*** Opening Material to process ***
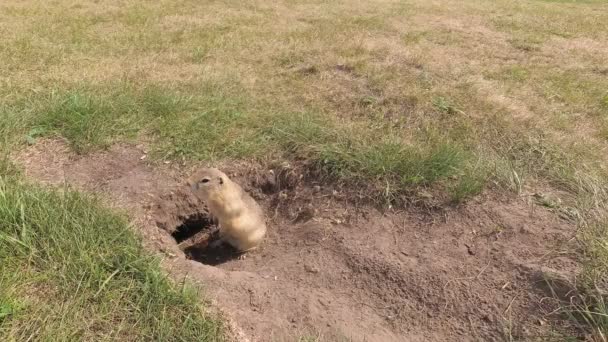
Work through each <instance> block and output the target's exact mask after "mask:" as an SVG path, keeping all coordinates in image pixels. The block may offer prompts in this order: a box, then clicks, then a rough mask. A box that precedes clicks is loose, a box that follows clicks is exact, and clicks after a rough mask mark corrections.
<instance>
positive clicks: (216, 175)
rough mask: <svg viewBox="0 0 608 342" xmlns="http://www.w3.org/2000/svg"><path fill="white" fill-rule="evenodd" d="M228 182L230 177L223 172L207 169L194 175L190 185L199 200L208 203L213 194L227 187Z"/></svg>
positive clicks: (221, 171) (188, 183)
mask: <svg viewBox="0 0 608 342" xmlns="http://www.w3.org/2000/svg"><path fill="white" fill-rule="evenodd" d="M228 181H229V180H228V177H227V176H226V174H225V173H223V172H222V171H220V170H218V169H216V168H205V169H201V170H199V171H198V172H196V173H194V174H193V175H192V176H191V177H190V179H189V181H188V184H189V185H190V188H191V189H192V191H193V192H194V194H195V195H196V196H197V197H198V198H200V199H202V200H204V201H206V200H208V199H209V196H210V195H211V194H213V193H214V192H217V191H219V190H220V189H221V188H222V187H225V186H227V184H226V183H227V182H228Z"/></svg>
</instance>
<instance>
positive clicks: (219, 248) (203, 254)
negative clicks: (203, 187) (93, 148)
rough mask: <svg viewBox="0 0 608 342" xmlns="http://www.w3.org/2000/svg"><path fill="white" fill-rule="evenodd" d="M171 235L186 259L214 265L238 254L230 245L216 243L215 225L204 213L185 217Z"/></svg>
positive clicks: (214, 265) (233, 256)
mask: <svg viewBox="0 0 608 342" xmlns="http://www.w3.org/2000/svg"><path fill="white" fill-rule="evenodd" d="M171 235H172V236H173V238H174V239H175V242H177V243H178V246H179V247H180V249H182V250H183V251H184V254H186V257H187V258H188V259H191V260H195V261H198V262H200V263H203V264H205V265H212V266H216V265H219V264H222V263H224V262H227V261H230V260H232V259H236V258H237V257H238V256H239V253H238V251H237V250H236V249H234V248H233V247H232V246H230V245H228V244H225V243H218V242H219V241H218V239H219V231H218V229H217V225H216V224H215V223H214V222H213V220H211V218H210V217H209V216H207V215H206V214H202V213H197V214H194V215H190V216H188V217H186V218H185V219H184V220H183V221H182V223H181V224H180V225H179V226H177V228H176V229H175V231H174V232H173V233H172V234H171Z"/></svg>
*** Closing Material to process ***
-- Your goal --
Every entry, exactly as written: transcribe it, passing over any pictures.

-- Answer --
Work through each <instance> block and output the target's exact mask after "mask:" as an SVG path, keeping all coordinates in image pixels. The block may offer prompts in this order: a box, then clicks, then a rough mask. A box that precedes clicks is loose, a box that follows clicks is exact, and clicks after a rough mask mark corrections.
<instance>
positive clicks: (216, 175)
rough mask: <svg viewBox="0 0 608 342" xmlns="http://www.w3.org/2000/svg"><path fill="white" fill-rule="evenodd" d="M228 182L230 177L223 172L207 169L194 175L190 185L199 200L208 203L213 194L227 187Z"/></svg>
positive clicks: (221, 171) (188, 183)
mask: <svg viewBox="0 0 608 342" xmlns="http://www.w3.org/2000/svg"><path fill="white" fill-rule="evenodd" d="M228 181H229V180H228V177H227V176H226V174H225V173H223V172H222V171H220V170H218V169H216V168H205V169H201V170H199V171H198V172H196V173H194V174H193V175H192V176H191V177H190V179H189V181H188V184H189V185H190V188H191V189H192V191H193V192H194V194H195V195H196V196H197V197H198V198H200V199H202V200H204V201H206V200H208V199H209V196H210V195H211V194H213V193H214V192H217V191H219V190H220V189H221V188H222V187H225V186H227V184H226V183H227V182H228Z"/></svg>
</instance>
<instance>
positive clicks: (219, 248) (203, 254)
negative clicks: (203, 187) (93, 148)
rough mask: <svg viewBox="0 0 608 342" xmlns="http://www.w3.org/2000/svg"><path fill="white" fill-rule="evenodd" d="M171 235L186 259L214 265L238 254L230 245L216 243L215 225L204 213L185 217Z"/></svg>
positive clicks: (214, 265) (233, 256)
mask: <svg viewBox="0 0 608 342" xmlns="http://www.w3.org/2000/svg"><path fill="white" fill-rule="evenodd" d="M171 235H172V236H173V238H174V239H175V242H177V243H178V246H179V247H180V249H182V250H183V251H184V254H186V257H187V258H188V259H191V260H195V261H198V262H200V263H203V264H205V265H212V266H216V265H219V264H222V263H224V262H227V261H230V260H232V259H236V258H237V257H238V256H239V253H238V251H237V250H236V249H234V248H233V247H232V246H230V245H228V244H225V243H218V242H219V241H218V239H219V231H218V229H217V225H216V224H215V223H214V222H213V220H211V218H210V217H209V216H207V215H206V214H202V213H197V214H194V215H190V216H188V217H186V218H185V219H184V220H183V221H182V223H181V224H180V225H179V226H177V228H176V229H175V231H174V232H173V233H172V234H171Z"/></svg>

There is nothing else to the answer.